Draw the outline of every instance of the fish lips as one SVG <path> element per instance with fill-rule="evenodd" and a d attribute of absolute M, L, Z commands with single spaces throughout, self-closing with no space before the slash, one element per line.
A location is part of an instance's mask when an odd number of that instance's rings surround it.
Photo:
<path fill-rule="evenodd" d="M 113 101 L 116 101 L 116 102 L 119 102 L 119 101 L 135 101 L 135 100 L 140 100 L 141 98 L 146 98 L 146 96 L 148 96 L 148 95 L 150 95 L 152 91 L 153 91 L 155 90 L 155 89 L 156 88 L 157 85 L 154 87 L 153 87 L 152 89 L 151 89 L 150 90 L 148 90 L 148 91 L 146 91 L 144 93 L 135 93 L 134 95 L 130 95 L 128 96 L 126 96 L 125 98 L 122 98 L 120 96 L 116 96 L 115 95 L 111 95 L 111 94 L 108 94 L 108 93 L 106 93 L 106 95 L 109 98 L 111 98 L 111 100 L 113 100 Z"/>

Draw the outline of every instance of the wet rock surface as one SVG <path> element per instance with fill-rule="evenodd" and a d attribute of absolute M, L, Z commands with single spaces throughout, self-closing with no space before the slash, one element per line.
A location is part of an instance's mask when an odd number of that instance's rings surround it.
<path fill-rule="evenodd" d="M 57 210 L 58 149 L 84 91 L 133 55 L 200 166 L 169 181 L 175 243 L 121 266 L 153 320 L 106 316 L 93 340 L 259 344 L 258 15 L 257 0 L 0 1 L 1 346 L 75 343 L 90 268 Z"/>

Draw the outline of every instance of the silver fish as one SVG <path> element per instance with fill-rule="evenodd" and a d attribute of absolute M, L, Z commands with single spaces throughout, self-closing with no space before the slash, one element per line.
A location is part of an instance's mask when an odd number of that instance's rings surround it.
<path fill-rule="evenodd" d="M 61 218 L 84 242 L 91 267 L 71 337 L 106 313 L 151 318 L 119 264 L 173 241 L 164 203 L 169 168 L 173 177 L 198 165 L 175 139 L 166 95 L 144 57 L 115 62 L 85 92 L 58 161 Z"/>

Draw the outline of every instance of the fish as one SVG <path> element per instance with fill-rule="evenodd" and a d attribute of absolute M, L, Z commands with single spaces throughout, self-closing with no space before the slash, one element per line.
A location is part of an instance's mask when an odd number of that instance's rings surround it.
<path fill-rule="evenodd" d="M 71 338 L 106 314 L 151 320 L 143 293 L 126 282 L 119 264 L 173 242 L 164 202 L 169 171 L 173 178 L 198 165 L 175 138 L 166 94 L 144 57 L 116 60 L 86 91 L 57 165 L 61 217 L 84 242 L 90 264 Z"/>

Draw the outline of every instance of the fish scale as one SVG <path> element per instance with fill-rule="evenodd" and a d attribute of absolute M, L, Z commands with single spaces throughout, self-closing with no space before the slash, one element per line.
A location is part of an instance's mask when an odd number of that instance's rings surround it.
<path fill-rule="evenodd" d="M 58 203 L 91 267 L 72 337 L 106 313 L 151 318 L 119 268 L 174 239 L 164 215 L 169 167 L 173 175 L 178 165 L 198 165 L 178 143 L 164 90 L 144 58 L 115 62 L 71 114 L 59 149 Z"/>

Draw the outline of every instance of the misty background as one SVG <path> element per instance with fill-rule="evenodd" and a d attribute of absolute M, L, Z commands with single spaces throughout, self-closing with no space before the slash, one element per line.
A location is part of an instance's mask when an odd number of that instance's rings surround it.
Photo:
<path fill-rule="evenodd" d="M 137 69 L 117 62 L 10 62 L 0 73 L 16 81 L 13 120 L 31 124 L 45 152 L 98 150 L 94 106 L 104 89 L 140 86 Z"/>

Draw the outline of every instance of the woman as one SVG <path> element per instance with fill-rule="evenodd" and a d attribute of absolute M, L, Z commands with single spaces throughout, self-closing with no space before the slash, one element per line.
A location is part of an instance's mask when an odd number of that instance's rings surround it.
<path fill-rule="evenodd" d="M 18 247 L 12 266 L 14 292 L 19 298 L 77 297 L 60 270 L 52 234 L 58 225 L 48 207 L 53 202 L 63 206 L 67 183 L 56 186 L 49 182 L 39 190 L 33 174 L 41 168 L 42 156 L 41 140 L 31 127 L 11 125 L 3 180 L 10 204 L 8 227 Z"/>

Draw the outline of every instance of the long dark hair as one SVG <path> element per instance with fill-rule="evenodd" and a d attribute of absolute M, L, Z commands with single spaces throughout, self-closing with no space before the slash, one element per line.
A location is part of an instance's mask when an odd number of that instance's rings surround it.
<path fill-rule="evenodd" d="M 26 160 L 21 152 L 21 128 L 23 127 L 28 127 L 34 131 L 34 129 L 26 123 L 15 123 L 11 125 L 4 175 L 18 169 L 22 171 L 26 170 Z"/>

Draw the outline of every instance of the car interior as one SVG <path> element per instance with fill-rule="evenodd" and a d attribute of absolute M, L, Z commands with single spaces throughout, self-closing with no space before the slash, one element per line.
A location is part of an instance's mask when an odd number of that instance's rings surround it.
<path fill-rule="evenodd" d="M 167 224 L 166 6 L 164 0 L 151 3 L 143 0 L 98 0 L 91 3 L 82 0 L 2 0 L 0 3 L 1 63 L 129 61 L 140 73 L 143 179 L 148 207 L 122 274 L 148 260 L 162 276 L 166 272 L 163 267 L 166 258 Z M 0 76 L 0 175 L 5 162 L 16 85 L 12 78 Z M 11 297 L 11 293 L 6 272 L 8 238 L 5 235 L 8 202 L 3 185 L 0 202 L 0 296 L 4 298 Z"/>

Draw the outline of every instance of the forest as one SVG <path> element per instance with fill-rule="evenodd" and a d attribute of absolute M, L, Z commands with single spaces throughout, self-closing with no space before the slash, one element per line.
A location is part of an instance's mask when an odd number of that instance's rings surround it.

_SHORT PROBLEM_: Rename "location" to "point" throughout all the entries above, and reproduce their lines with nothing else changed.

_RESPONSE BELOW_:
Draw the outline of every instance of the fish lips as one SVG <path> element per instance with fill-rule="evenodd" and a d attribute of absolute M, L, Z commands with single spaces throughout, self-closing with no space before the slash, one element per line.
A point is part of an instance's mask when an odd number of that instance's rings surround it.
Photo:
<path fill-rule="evenodd" d="M 113 101 L 116 101 L 116 102 L 119 102 L 119 101 L 135 101 L 135 100 L 140 100 L 141 98 L 146 98 L 146 96 L 148 96 L 148 95 L 150 95 L 152 91 L 153 91 L 155 90 L 155 89 L 156 88 L 157 85 L 154 87 L 153 87 L 152 89 L 151 89 L 150 90 L 148 90 L 148 91 L 146 91 L 144 93 L 135 93 L 134 95 L 130 95 L 128 96 L 126 96 L 125 98 L 122 98 L 120 96 L 116 96 L 115 95 L 111 95 L 111 94 L 108 94 L 108 93 L 106 93 L 106 95 L 109 98 L 111 98 L 111 100 L 113 100 Z"/>

Draw the outline of every instance of the wet rock surface as one SVG <path> element per instance with fill-rule="evenodd" and a d attribute of absolute M, L, Z commands with single spaces throughout, self-closing with no space before the slash, one element per line.
A point is part of an instance's mask when an odd number of that instance's rings surround it.
<path fill-rule="evenodd" d="M 57 210 L 58 149 L 84 91 L 133 55 L 200 166 L 169 181 L 175 243 L 121 266 L 153 320 L 106 316 L 93 340 L 259 344 L 258 15 L 257 0 L 0 1 L 1 346 L 75 343 L 90 268 Z"/>

Draw the outline of every instance of the silver fish as one SVG <path> element per instance with fill-rule="evenodd" and a d attribute of absolute M, L, Z commands with single spaces throughout, self-closing with no space before the slash, one element per line.
A point is part of an instance's mask when an odd number of that instance's rings surround it.
<path fill-rule="evenodd" d="M 61 218 L 84 242 L 91 267 L 71 337 L 106 313 L 151 318 L 119 264 L 173 241 L 164 203 L 169 168 L 173 177 L 198 165 L 175 139 L 166 95 L 144 57 L 115 62 L 85 92 L 58 161 Z"/>

Draw the outline of every instance of the fish as one SVG <path> element per instance with fill-rule="evenodd" and a d attribute of absolute M, L, Z commands with single spaces throughout, self-closing with no space before the slash, one element per line.
A point is part of an instance's mask when an odd number of that instance's rings surround it.
<path fill-rule="evenodd" d="M 71 338 L 106 314 L 151 320 L 143 293 L 126 282 L 119 264 L 173 242 L 164 202 L 169 171 L 173 178 L 198 165 L 175 138 L 166 94 L 144 57 L 116 60 L 86 91 L 57 165 L 61 217 L 84 242 L 90 264 Z"/>

Draw the outline of every instance of the fish scale as one SVG <path> element per instance with fill-rule="evenodd" and a d attribute of absolute M, L, Z commands with single spaces throughout, self-closing with no space before the slash, one element per line.
A point is part of an instance's mask when an odd number of that instance's rings surround it.
<path fill-rule="evenodd" d="M 58 203 L 91 267 L 72 337 L 106 313 L 151 318 L 119 268 L 174 239 L 164 215 L 169 167 L 173 175 L 178 165 L 198 165 L 178 143 L 164 90 L 144 58 L 115 62 L 71 114 L 59 149 Z"/>

Draw the outline of every instance of the misty background as one SVG <path> element per instance with fill-rule="evenodd" and a d attribute of absolute M, L, Z commands with single spaces throughout, self-closing with no space before the slash, one element per line.
A point is part of an instance's mask when an odd number of that instance's rings surround it.
Photo:
<path fill-rule="evenodd" d="M 137 69 L 117 62 L 10 62 L 0 73 L 16 81 L 13 120 L 31 124 L 45 152 L 98 150 L 94 106 L 104 89 L 140 86 Z"/>

Draw the outline of every instance of the woman as one SVG <path> element per instance with fill-rule="evenodd" and a d attribute of absolute M, L, Z commands with single spaces throughout, self-closing with no space before the slash, one element per line.
A point is part of an instance's mask when an odd number of that instance's rings surround it.
<path fill-rule="evenodd" d="M 18 247 L 12 266 L 14 292 L 19 298 L 77 297 L 60 270 L 52 234 L 58 225 L 48 207 L 53 202 L 63 206 L 67 183 L 56 186 L 49 182 L 39 190 L 33 174 L 41 168 L 42 156 L 41 140 L 31 127 L 11 125 L 3 180 L 10 204 L 8 227 Z"/>

Draw the outline of every instance of the long dark hair as one SVG <path> element per instance with fill-rule="evenodd" and a d attribute of absolute M, L, Z commands with single spaces throughout, self-closing with no space before the slash, one element per line.
A point is part of an instance's mask when an odd number of that instance's rings surround it.
<path fill-rule="evenodd" d="M 26 160 L 21 152 L 21 128 L 23 127 L 28 127 L 34 131 L 34 129 L 26 123 L 15 123 L 11 125 L 4 175 L 18 169 L 22 171 L 26 170 Z"/>

Draw the outline of every instance of the car interior as one SVG <path> element per instance with fill-rule="evenodd" and a d attribute of absolute M, L, Z commands with single spaces throughout, self-closing with no space before the slash, one element per line.
A point is part of an instance's mask when an odd number of that instance's rings surround it.
<path fill-rule="evenodd" d="M 167 224 L 166 6 L 164 0 L 151 3 L 143 0 L 98 0 L 91 3 L 82 0 L 2 0 L 0 3 L 1 63 L 129 61 L 140 73 L 143 179 L 148 207 L 122 274 L 148 260 L 162 276 L 166 272 L 163 267 L 166 258 Z M 0 76 L 0 175 L 5 162 L 16 85 L 12 78 Z M 11 297 L 11 293 L 6 272 L 8 238 L 5 235 L 8 202 L 3 185 L 0 202 L 0 296 L 4 298 Z"/>

Draw the outline of every instance of the forest as one SVG <path> element per instance with fill-rule="evenodd" and a d attribute of absolute M, L, Z commands with single spaces throughout, self-closing with no space before the slash, one element per line.
A point is part of an instance's mask when an odd number of that instance's rings surround it.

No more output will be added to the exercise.